**What you should do**
Write out these lines word for word, beginning with the line that contains "mark the white orchid" and continuing through the line that contains "Query: stem".

┌─ Records to use

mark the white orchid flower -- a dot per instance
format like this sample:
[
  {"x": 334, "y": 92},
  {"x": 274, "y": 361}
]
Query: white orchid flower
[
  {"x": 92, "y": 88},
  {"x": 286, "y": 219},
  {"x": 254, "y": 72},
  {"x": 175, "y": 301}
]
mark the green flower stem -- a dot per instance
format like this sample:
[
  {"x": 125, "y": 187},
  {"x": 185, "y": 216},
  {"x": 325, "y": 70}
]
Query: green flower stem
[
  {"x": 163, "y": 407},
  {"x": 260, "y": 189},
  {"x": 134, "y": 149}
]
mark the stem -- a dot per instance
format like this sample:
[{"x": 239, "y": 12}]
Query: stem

└─
┌─ Records to use

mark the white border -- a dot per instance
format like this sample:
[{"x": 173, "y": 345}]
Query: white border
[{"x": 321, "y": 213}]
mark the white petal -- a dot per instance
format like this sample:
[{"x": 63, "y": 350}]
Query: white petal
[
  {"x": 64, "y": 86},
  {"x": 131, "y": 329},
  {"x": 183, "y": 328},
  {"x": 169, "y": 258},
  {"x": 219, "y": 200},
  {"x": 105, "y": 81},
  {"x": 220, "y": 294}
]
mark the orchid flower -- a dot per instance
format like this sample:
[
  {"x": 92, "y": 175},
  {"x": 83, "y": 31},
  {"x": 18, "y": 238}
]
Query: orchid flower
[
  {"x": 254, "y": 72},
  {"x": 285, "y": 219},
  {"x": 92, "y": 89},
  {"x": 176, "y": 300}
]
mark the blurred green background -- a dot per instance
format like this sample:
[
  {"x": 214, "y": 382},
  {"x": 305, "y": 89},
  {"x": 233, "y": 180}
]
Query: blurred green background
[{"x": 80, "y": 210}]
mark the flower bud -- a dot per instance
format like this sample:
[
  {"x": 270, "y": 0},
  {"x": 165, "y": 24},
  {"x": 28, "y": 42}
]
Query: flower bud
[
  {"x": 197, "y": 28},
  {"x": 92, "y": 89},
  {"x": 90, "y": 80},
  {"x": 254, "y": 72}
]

└─

**Right answer**
mark the white orchid flower -- a dot per instance
format like this sample:
[
  {"x": 334, "y": 92},
  {"x": 274, "y": 361}
]
Query: white orchid flower
[
  {"x": 92, "y": 88},
  {"x": 286, "y": 219},
  {"x": 254, "y": 72},
  {"x": 175, "y": 301}
]
mark the green flower stem -- a dot per instance
format like this sample:
[
  {"x": 125, "y": 187},
  {"x": 185, "y": 216},
  {"x": 325, "y": 70}
]
Query: green flower stem
[
  {"x": 163, "y": 407},
  {"x": 260, "y": 189},
  {"x": 134, "y": 149}
]
mark the stem -- a dot per instance
format like this sample:
[{"x": 239, "y": 12}]
Query: stem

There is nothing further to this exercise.